#### Исходный текст

У приближенных императора не было выбора: им приходилось подчиняться его навязчивой идее во всех мелочах повседневной жизни. Для Аракчеева это не составляло труда: его страсть к мелочам, порядку и строгости были такими же, как и у Павла. Его камердинер вспоминал, как однажды ночью, когда в городе начался пожар, Павел послал за Аракчеевым. Аракчеев вскочил с кровати и быстро начал одеваться, но камердинер не уследил, и несколько капель воска упали с канделябра на его палевые штаны. Аракчеев тут же скинул штаны и послал за другими, которые находились в дальней комнате, и императору пришлось прождать на несколько минут дольше. «Граф так торопился, – рассказывал камердинер, – что ни одного треуха тогда мне не дал, зато после приказал больно высечь»32.
Теперь Аракчеев мог требовать от других той же любви к порядку, что и у него. Как комендант, он начал следить за чистотой в городе, особенно вокруг казарм, где скопились такие груды мусора, что по улицам невозможно были пройти. Эффект был ощутим, хотя всего через несколько лет гость из Англии был весьма потрясен контрастом между пышностью дворцов и присутственных мест Санкт-Петербурга и убожеством дворов и переулков, «которые более грязны, чем может себе представить англичанин»33. Городскую охрану усилили, и она должна была быть готовой к неожиданным проверкам, которые проводились комендантом в любой момент; эти импровизированные проверки проводились так часто, что среди солдат ходили слухи, будто Аракчеев ночью не успевает даже раздеться.

########
#### Строки

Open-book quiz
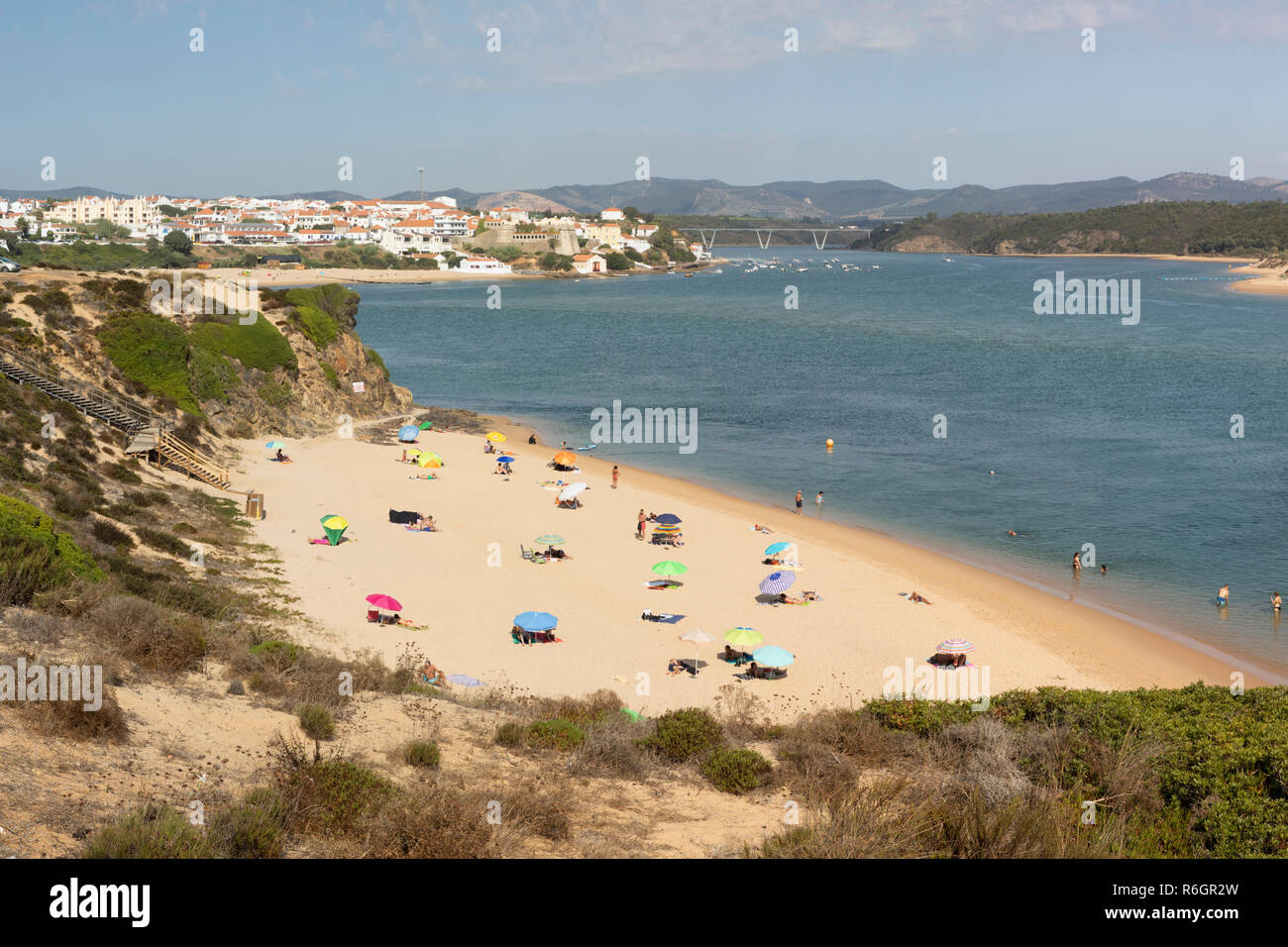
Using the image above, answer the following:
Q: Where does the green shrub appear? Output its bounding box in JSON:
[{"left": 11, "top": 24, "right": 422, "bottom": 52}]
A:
[
  {"left": 81, "top": 802, "right": 219, "bottom": 858},
  {"left": 403, "top": 740, "right": 438, "bottom": 770},
  {"left": 702, "top": 747, "right": 773, "bottom": 795},
  {"left": 527, "top": 720, "right": 587, "bottom": 751},
  {"left": 0, "top": 496, "right": 103, "bottom": 604},
  {"left": 640, "top": 707, "right": 724, "bottom": 763},
  {"left": 295, "top": 703, "right": 335, "bottom": 740}
]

########

[Цель] Какие страсти Аракчеева, согласно отрывку об Аракчееве, были такими же, как у Павла? Назовите все.

[Письменный ответ] Страсть к мелочам, к порядку и к строгости.